• _WHAT YOU HAVE TO DO_:
Can you duplicate the data below word for word, from its very first line down through the line containing "[1059,573,1344,855]", both ends included?

Collected data:
[Begin]

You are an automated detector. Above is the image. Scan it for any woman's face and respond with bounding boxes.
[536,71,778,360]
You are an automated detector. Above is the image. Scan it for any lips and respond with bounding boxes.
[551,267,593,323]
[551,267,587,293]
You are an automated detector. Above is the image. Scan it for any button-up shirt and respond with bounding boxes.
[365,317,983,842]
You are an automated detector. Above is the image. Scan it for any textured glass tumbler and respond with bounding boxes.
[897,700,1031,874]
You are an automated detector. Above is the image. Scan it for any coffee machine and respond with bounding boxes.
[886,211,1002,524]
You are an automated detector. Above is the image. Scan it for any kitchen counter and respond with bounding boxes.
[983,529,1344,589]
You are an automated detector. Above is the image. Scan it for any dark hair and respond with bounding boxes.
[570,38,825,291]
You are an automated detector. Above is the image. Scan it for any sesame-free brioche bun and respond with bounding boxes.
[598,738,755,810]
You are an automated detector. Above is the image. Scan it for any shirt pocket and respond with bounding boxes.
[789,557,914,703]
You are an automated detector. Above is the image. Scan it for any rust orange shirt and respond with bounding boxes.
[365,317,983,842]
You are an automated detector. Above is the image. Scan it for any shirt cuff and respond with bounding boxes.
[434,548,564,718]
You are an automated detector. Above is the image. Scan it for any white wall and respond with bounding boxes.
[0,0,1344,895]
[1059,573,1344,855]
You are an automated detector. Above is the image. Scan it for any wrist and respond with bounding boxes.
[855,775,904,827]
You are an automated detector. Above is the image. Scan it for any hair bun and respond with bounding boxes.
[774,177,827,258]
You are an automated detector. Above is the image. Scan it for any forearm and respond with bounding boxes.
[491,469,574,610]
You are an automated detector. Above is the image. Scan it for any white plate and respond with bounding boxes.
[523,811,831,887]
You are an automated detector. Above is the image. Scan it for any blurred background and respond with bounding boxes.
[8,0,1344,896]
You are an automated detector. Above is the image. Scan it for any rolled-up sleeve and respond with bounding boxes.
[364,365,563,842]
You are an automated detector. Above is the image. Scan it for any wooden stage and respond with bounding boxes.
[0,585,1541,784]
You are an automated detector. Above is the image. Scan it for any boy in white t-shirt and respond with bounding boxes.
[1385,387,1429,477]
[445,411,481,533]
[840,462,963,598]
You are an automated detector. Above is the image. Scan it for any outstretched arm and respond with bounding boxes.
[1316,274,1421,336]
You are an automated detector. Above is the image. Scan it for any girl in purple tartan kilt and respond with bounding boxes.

[End]

• _CORRECT OUTPUT_:
You are an automated detector. Above is the image. Scan it for any woman's face and respond with bounding boxes.
[536,71,778,360]
You are an automated detector. Above is the image. Scan it for any lips and respond with bounding boxes.
[551,267,593,323]
[551,267,587,293]
You are an automated detector. Above is the image. Scan it for any button-up shirt and respond with bounding boxes.
[365,317,983,842]
You are an automated detector. Above is the image. Scan it for any textured glass tumbler and respond with bounding boxes.
[897,700,1031,874]
You are an automated detector. Above is the image. Scan it for any coffee machine and respond with bounding boxes.
[886,211,1002,524]
You are an automated detector. Above is the image. Scan it for any kitchen counter and respond with bounding boxes.
[983,529,1344,589]
You are an automated detector. Above is the image. Scan it for any dark hair and respond with bounding boxes.
[570,38,825,291]
You are an automated detector. Above is the image. Scan it for any sesame-free brioche bun and respond with bounding boxes.
[598,738,755,810]
You are an automated detector. Above is the image. Scan it for any shirt pocket and respond with bounding boxes.
[789,557,914,703]
You are an automated detector. Above is the image. Scan it for any rust orange shirt and respond with bounding boxes.
[365,317,983,842]
You are an automated detector. Above is the image. Scan it for any shirt cuff and respond with bounding boxes.
[434,548,564,718]
You are an automated detector. Above is the image. Scan it for any white wall and respond with bounding boxes.
[0,0,1344,895]
[1059,573,1344,855]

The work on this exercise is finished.